**Exercise details**
Lay out the entries below as a Markdown table with two columns, Row and Line: number each non-blank line in Row and put its text in Line, leaving out blank lines.

===============

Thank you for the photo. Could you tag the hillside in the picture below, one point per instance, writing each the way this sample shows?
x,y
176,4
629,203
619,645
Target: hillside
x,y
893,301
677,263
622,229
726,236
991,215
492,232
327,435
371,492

===============

**Answer to the exercise**
| Row | Line |
|---|---|
| 1 | Thank you for the photo. Could you tag the hillside in the picture below, one point per instance, writing each the way this sample shows? |
| 2 | x,y |
| 3 | 176,4 |
| 4 | 629,203 |
| 5 | 619,645 |
| 6 | Target: hillside |
| 7 | x,y |
| 8 | 893,301 |
| 9 | 677,263 |
| 10 | 622,229 |
| 11 | 726,236 |
| 12 | 991,215 |
| 13 | 492,232 |
| 14 | 327,435 |
| 15 | 371,492 |